* **Text segment**:

###

SHE RESPONDS THOUGHTFULLY

An angel appears to give Mary a message from God. I have often heard people say, “I am skeptical and ask a lot of questions. Religious people do not—they just believe.” No one, however, can accuse Mary here of anything like “blind faith.” She does not say, “How wonderful. An angel is speaking to me!” No, the text tells us, “Mary was greatly troubled at his words and wondered what kind of greeting this might be” (Luke 1:29). That word “wondered” is not a terribly good translation. The Greek word means “to make an audit.” It is an accounting word, and it means to be adding things up, weighing and pondering, to be intensely rational. Of course she is “troubled”—as any normal person would be by such an apparition. She is asking: “Am I really seeing an angel? Is this a hallucination? What is going on here?” She does not immediately accept the message but instead asks, “How can this be?” Mary shows us that responding in faith is a whole-person experience that includes the intellect.

Modern people tend to read ancient texts with an arrogant attitude, as if people in former times all had lower IQs than we do now. We assume that people back then were credulous, superstitious, and ready to believe absolutely any claim. But of course people were not less intelligent two thousand years ago, and Mary is responding much as you would respond if an angel showed up and started talking to you. You and I have been trained by our culture to not believe in the supernatural. As we saw earlier, as a Jewish woman, Mary had been trained by her culture to not believe that God could ever become a human being. So, though they are different, the barriers she faced against belief in the Christmas message were every bit as big as the barriers you may be facing. And yet a combination of evidence and experience shattered those barriers and she came to faith. That is exactly the way it works now. She doubted, she questioned, she used her reason, and she asked questions—just as we must today if we are going to have faith.

Readers of Luke 1 get another insight about this subject. Earlier in the chapter, an angel comes to Zechariah, the father of John the Baptist, and the angel says that even though Zechariah and his wife are old, they are going to have a son. Zechariah, however, is very doubtful. In response, the angel says that he will not be able to speak until his son John is born. However, when Mary expresses doubts, there is no hint of divine disapproval. What’s the difference?

What we see is that the Bible’s view of doubt is wonderfully nuanced. In many circles, skepticism and doubt are considered an absolute, unmitigated good. On the other hand, in a lot of conservative and traditional religious circles, any and all questioning or doubting is thought to be bad. If you are in a church youth group and you have questions about the Bible, the youth leader may bark at you, “You shouldn’t doubt! You have to have faith.”

What you have in the Bible is neither view. There is a kind of doubt that is the sign of a closed mind, and there is a kind of doubt that is the sign of an open mind. Some doubt seeks answers, and some doubt is a defense against the possibility of answers. There are people like Mary who are open to the truth and are willing to relinquish sovereignty over their lives if they can be shown that the truth is other than what they thought. And there are those like Zechariah who use doubts as a way of staying in control of their lives and keeping their minds closed. Which kind of doubt do you have?

SHE RESPONDS GRADUALLY

Mary’s faith happens in stages. Christian faith requires the commitment of our whole life. Yet few go from being uncommitted to being fully committed in a single stroke. What does the process look like? It can look very different for different people.

###

* **Provided entries**:
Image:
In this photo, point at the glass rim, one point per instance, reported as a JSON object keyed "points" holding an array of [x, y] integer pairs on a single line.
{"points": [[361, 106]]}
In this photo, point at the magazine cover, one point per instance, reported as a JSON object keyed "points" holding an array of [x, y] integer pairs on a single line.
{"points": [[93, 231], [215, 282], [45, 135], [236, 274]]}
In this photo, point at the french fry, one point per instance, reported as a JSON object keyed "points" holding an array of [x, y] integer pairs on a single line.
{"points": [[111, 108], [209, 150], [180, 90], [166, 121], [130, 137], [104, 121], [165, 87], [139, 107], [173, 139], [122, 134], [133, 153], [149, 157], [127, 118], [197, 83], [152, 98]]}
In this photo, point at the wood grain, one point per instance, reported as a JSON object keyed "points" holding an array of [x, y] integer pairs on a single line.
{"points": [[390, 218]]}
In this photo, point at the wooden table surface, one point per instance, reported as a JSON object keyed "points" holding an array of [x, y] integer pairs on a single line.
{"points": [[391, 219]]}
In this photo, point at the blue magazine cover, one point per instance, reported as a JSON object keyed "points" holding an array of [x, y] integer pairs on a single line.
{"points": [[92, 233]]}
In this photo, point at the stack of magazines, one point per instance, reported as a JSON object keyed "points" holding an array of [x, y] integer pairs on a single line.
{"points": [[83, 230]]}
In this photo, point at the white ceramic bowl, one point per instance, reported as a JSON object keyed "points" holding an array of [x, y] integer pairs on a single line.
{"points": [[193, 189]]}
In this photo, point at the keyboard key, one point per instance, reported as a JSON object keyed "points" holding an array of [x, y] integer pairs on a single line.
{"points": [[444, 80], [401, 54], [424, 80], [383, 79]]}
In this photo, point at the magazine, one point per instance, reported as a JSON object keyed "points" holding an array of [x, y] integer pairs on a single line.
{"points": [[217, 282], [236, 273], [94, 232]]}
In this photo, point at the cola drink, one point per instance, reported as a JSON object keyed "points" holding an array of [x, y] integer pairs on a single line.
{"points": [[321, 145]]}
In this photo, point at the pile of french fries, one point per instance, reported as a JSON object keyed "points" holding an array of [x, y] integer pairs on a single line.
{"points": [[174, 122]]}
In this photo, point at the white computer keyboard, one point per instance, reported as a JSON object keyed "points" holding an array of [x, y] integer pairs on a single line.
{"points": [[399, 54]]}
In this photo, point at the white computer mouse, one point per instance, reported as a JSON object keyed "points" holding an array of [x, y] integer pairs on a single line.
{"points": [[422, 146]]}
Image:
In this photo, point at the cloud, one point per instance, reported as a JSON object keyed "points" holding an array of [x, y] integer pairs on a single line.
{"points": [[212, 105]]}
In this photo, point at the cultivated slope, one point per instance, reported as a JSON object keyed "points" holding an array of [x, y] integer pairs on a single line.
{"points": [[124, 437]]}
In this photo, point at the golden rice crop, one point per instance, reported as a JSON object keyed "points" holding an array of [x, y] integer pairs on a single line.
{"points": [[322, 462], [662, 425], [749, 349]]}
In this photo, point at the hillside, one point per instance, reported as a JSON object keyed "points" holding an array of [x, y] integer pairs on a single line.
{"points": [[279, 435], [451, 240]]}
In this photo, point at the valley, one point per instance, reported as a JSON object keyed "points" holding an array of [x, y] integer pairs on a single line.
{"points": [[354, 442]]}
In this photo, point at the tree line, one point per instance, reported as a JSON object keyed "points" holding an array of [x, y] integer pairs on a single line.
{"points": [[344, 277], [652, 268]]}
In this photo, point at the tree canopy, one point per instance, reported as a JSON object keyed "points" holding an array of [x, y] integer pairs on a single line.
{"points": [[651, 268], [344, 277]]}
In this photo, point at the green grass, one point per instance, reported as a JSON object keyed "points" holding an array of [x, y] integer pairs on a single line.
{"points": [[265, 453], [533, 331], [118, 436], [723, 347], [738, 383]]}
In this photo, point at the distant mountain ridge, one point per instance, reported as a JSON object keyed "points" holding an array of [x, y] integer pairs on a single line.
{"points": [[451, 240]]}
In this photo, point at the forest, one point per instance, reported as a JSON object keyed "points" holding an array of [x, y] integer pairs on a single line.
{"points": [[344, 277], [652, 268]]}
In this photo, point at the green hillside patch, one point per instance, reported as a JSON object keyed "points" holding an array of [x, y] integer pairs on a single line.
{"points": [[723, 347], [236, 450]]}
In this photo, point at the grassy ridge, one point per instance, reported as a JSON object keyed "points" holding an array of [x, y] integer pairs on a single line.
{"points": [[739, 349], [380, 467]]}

###

* **Problem set**:
• 1. Return the stretch of the passage about Mary from "What you have" through "for different people.", word for word.
• 2. Retype the stretch of the rows from the line containing "In this photo, point at the grassy" through the final row, without changing anything.
The rows are unrelated to the passage about Mary.

* **Results of the exercise**:
• 1.
What you have in the Bible is neither view. There is a kind of doubt that is the sign of a closed mind, and there is a kind of doubt that is the sign of an open mind. Some doubt seeks answers, and some doubt is a defense against the possibility of answers. There are people like Mary who are open to the truth and are willing to relinquish sovereignty over their lives if they can be shown that the truth is other than what they thought. And there are those like Zechariah who use doubts as a way of staying in control of their lives and keeping their minds closed. Which kind of doubt do you have?

SHE RESPONDS GRADUALLY

Mary’s faith happens in stages. Christian faith requires the commitment of our whole life. Yet few go from being uncommitted to being fully committed in a single stroke. What does the process look like? It can look very different for different people.

• 2.
In this photo, point at the grassy ridge, one point per instance, reported as a JSON object keyed "points" holding an array of [x, y] integer pairs on a single line.
{"points": [[739, 349], [380, 467]]}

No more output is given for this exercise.